━━ Source passage ━━
The end of the world has been associated with comets many times,

including predictions of the end on June 13, 1857; May 20, 1773; and

various dates in 1843.

In 1578, a Lutheran bishop wrote that comets are. . . ``the thick

smoke of human sins, rising every day, every hour, every moment full

of stench and horror, before the face of God, and becoming gradually

so thick as to form a comet, with curled and plaited tresses, which

at last is kindled by the hot and fiery anger of the Supreme

Heavenly Judge.''

ON THE NET

Comet sites abound on the Internet. Each of these has links to

other sites:

Sky & Telescope magazine

http://www.skypub.com/

Hale-Bopp homepage

http://www.halebopp.com/

NASA-JPL

http://newproducts.jpl.nasa.gov/comet/

WHEN TO SEE IT

Comet Hale-Bopp is visible in the morning sky just before

sunrise, just north of due east, through March 19.

About that time, the comet also will become visible in the

evening sky, low in the northwest just after twilight. Each night,

Hale-Bopp will be a little higher in the sky and a little easier to

find.
━━━
━━ Recorded information ━━
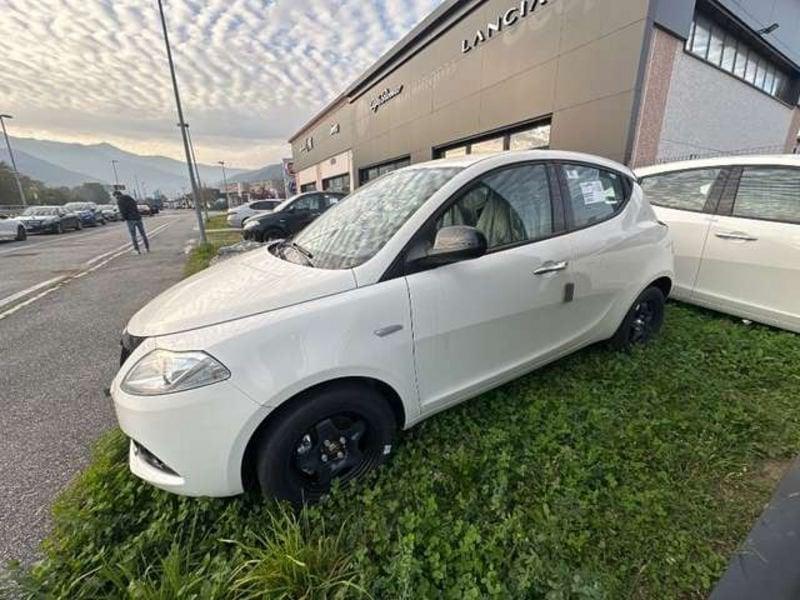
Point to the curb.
(766, 564)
━━━
# What you are asked to do
Copy the part of the comet passage above that opens with the words "Hale-Bopp homepage" and closes with "through March 19.", swapping "sunrise" for "dawn".

# Solution below
Hale-Bopp homepage

http://www.halebopp.com/

NASA-JPL

http://newproducts.jpl.nasa.gov/comet/

WHEN TO SEE IT

Comet Hale-Bopp is visible in the morning sky just before

dawn, just north of due east, through March 19.